[Dataset records]

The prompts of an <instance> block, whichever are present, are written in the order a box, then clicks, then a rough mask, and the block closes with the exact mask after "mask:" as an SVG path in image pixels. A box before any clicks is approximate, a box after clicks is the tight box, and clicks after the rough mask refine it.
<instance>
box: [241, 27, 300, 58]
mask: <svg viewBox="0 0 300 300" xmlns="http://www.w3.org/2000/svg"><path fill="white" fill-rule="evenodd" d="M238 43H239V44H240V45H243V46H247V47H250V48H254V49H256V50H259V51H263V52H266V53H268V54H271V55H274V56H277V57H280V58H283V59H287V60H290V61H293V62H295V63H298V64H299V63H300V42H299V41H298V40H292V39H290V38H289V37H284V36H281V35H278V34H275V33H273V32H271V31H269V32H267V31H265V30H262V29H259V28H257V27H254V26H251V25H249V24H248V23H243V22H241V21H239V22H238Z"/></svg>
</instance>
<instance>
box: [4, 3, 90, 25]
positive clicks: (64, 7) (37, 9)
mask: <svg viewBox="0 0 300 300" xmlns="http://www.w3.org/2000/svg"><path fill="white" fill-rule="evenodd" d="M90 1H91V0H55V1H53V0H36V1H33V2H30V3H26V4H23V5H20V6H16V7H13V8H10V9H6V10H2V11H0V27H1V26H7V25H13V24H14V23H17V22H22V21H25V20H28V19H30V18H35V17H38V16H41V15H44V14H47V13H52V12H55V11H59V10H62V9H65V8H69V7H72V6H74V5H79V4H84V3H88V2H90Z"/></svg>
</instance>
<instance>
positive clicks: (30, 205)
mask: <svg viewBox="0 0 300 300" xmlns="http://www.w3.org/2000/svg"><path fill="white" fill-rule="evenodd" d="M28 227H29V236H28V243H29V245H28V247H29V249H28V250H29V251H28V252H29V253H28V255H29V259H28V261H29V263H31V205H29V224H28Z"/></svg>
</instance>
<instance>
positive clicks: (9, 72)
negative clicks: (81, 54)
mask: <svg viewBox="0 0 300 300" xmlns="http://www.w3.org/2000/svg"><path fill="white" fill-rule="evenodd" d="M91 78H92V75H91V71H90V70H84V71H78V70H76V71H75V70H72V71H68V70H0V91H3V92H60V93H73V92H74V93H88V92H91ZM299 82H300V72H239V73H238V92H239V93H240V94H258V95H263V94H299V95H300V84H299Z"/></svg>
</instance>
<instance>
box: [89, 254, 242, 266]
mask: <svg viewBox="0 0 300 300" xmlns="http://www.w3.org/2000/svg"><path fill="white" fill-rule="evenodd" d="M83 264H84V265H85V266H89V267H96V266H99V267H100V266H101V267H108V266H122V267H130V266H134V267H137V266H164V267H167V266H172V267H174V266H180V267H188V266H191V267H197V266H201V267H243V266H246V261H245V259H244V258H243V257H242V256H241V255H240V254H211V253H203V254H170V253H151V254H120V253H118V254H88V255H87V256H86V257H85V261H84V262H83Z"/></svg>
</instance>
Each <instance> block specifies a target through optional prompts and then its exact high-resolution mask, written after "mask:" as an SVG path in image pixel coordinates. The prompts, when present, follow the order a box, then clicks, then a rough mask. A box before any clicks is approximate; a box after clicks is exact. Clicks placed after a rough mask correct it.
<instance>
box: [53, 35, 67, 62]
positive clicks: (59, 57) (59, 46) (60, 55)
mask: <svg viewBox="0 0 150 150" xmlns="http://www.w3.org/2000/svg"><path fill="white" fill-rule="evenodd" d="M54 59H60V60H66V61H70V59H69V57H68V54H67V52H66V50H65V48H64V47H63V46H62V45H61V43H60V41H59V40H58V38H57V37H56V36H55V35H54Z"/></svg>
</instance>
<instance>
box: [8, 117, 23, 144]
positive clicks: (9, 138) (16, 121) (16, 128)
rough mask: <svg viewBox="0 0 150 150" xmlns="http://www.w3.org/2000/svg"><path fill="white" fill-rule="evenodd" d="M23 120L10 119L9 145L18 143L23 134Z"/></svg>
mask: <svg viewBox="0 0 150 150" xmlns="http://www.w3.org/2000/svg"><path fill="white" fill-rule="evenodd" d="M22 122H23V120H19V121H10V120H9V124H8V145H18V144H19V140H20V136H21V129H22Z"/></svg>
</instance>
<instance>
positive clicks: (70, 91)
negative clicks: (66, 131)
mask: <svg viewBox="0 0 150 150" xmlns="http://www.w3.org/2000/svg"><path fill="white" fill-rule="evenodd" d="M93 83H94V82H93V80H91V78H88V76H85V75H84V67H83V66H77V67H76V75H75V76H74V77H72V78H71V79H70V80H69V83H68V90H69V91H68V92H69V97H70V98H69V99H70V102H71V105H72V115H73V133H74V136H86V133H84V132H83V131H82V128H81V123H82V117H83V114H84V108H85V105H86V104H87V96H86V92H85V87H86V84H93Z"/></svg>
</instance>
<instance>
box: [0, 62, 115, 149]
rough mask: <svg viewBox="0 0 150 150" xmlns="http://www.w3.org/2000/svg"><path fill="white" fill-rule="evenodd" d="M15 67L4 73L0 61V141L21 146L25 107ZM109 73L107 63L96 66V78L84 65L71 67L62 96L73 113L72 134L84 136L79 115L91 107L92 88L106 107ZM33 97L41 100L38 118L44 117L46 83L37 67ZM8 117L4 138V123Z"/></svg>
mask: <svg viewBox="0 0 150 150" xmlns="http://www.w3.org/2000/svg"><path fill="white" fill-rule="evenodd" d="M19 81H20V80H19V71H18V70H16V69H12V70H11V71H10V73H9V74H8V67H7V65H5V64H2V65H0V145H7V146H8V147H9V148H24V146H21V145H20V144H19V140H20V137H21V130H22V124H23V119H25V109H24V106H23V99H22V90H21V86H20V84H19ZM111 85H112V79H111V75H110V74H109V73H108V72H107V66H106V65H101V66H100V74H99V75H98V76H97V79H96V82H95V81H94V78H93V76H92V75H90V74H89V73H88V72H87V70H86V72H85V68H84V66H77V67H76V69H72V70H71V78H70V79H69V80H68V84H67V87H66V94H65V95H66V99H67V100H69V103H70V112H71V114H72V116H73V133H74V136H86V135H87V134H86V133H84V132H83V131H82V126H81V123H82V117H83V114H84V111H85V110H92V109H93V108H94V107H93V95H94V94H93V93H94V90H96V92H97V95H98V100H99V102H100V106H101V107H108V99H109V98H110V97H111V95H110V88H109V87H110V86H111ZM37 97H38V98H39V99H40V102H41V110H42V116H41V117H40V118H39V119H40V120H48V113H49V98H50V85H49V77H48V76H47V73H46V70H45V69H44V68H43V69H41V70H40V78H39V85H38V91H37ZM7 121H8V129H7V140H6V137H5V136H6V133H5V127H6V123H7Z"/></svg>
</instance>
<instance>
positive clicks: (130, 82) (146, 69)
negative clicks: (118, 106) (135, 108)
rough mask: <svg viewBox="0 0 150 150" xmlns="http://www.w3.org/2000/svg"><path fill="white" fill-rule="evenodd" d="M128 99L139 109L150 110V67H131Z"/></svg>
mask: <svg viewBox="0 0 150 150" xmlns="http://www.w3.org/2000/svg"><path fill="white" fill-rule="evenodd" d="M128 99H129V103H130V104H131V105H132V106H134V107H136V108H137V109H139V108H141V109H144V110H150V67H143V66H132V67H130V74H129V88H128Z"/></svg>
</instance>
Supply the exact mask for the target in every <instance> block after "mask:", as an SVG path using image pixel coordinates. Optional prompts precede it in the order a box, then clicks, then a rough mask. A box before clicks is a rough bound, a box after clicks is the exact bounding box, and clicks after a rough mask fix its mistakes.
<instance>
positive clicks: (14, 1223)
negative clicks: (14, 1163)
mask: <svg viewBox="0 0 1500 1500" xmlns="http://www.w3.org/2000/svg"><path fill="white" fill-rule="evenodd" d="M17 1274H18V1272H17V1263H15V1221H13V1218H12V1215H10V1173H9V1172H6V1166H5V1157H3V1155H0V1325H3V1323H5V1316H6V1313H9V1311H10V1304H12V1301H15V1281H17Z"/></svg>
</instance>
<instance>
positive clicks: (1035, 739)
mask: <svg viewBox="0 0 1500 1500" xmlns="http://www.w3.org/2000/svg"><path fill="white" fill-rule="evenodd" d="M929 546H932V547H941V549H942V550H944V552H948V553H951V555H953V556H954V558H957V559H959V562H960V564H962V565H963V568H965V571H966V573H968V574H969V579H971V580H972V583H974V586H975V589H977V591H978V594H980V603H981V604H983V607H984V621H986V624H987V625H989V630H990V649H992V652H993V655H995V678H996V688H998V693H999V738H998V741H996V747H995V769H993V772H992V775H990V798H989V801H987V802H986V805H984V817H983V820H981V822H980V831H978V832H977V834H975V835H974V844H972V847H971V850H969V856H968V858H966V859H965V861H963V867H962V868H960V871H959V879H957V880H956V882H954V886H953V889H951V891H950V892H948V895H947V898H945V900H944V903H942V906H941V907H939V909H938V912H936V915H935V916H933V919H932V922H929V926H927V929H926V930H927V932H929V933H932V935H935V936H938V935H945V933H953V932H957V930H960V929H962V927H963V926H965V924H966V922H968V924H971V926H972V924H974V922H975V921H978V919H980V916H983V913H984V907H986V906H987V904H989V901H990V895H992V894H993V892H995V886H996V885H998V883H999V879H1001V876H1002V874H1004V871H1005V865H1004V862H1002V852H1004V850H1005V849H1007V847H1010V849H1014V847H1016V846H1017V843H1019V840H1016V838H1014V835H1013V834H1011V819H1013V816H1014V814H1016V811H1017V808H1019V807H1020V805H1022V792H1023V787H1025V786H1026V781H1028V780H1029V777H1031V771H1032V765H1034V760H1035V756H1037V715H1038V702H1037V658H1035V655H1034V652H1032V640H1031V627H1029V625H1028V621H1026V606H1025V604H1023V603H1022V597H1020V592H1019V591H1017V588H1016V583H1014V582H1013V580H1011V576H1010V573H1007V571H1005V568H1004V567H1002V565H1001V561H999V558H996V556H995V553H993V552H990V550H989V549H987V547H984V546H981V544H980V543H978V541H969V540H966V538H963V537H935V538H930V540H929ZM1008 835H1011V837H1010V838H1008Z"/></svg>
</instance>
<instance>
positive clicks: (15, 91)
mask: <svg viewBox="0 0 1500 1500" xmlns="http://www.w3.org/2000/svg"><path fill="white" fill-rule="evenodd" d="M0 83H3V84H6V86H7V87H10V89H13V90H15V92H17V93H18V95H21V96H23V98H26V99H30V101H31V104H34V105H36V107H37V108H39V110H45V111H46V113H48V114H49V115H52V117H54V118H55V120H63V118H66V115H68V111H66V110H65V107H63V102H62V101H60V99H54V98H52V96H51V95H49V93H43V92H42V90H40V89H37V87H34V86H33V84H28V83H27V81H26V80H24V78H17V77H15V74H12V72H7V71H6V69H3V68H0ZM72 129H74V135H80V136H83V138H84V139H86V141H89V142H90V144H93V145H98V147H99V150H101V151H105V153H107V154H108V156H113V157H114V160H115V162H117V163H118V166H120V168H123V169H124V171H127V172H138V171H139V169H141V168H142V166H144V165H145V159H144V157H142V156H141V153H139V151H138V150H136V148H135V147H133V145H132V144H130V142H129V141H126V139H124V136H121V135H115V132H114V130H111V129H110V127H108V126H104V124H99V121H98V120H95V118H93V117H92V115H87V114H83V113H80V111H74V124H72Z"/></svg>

- WHAT YOU ARE ASKED TO DO
Copy out every line of the rows above that contains the word "negative". Case counts.

- SOLUTION TO THE PROBLEM
negative clicks: (81, 54)
negative clicks: (66, 131)
negative clicks: (118, 106) (135, 108)
negative clicks: (14, 1163)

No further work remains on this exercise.